§ WORK ORDER 1
Summarize the political blog excerpt in two sentences.
§ WORK ORDER 2
Resume the political blog excerpt after its final sentence and continue writing it.

§ DOCUMENT PASSAGE
- - - - -

All these things are driving the rebirth of organized labor as a positive progressive force in America and will help shape an American future that supports working people as the backbone of a growing economy. With this rebirth, the hoarding of wealth at the top of the food chain will stop as more sit at a longer table to enjoy the fruits of their labor.


Saturday, April 13, 2024

Vote Empathy, Not Conspiracy

 Vote for Empathy, Not Conspiracy

I became a sentient political being when John F. Kennedy was President, and his brother Robert F. “Bobby” Kennedy was his attorney general. Together these Kennedys brought empathy to governance. JFK started the Peace Corps, RFK led the way for the government to restore the unfettered right of Black folks to vote and championed other civil rights initiatives. Bobby convinced his brother to take on these challenges as well. I remember well when both were assassinated.

- - - - -

(Photo-based referring expression data)

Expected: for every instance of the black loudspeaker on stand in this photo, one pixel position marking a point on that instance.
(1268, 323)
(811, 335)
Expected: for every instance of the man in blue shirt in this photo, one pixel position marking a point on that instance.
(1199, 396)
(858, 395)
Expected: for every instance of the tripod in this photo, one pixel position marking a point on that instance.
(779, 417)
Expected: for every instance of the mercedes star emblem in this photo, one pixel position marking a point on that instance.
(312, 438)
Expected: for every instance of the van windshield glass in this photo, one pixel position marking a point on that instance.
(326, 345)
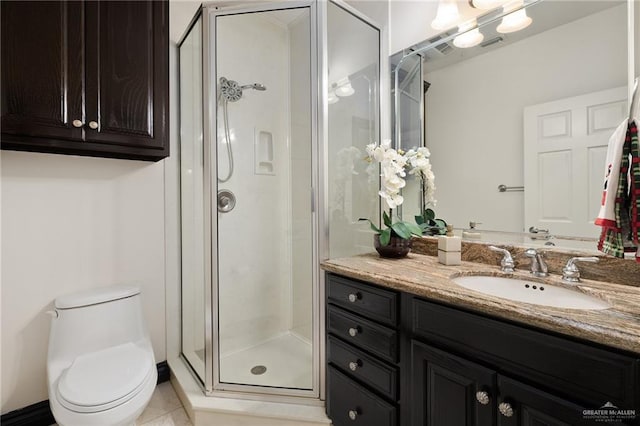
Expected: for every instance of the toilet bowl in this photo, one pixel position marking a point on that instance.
(100, 365)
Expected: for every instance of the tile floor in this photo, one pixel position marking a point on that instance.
(164, 409)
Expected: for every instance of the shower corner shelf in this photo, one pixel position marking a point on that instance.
(263, 153)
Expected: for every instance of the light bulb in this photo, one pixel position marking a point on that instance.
(447, 15)
(332, 98)
(514, 21)
(485, 4)
(470, 38)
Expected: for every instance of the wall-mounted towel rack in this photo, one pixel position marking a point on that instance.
(505, 188)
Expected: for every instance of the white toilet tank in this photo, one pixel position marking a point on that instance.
(93, 320)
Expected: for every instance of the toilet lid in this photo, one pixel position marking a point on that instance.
(104, 379)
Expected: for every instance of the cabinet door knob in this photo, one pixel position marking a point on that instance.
(482, 397)
(505, 409)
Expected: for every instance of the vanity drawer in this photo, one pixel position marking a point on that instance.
(375, 338)
(366, 299)
(573, 369)
(378, 375)
(349, 404)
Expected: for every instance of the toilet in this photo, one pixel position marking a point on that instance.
(100, 365)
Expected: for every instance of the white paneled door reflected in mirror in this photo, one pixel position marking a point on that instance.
(481, 132)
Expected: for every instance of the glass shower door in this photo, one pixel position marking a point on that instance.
(265, 221)
(192, 201)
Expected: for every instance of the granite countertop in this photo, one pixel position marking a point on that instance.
(618, 326)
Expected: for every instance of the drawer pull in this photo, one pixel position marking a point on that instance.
(482, 397)
(505, 409)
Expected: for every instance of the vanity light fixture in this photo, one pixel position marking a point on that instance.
(332, 98)
(471, 35)
(343, 88)
(515, 19)
(485, 4)
(447, 15)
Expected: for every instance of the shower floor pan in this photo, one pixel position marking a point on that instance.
(284, 361)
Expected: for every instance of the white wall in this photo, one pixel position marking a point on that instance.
(254, 251)
(403, 15)
(73, 223)
(474, 112)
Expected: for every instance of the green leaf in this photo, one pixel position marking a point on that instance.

- - - - -

§ ANSWER SPACE 1
The political blog excerpt first holds that organized labor is being reborn in America as a positive progressive force, one that will end the hoarding of wealth at the top as more people enjoy the fruits of their labor. A post titled "Vote Empathy, Not Conspiracy" then recalls becoming politically aware under President John F. Kennedy and Attorney General Robert F. Kennedy, who brought empathy to governance through the Peace Corps and civil rights work, and remembers both of their assassinations.

§ ANSWER SPACE 2
Fast forward to the present and we find Robert F. Kennedy, Jr., Bobby’s son, claiming the Kennedy mantle and running for President, first as a Democrat and, after that imploded, as an Independent. Aside from RFK, Jr’s commendable work as an environmental lawyer, he is the anthesis of all that his Kennedy predecessors stood for. They would have been appalled at what RFK, Jr. has embraced and how he has become a pawn for the MAGA crowd’s pursuit of power.

Former President Trump first saw RFK, Jr’s potential as a foil to President Biden’s re-election bid when Junior embraced some of the same anti-vaccination conspiracy theories Trump did.  RFK, Jr. started making unsupported claims that vaccines cause autism and that Covid was cooked up by the Chinese to target Blacks and Caucasians. He went further claiming that the Covid vaccines killed more people that they saved.

RFK, Jr’s 2021 book, “The Real Anthony Fauci,” accused Dr.  Fauci of all manner of abuses with respect to the Covid pandemic and the vaccines developed to combat it, echoing claims by the former president.

Some in the MAGA conspiracy have rallied to RFK, Jr’s flag and pumped large sums into his SuperPac in hopes that the Kennedy name will draw votes away from President Biden come November.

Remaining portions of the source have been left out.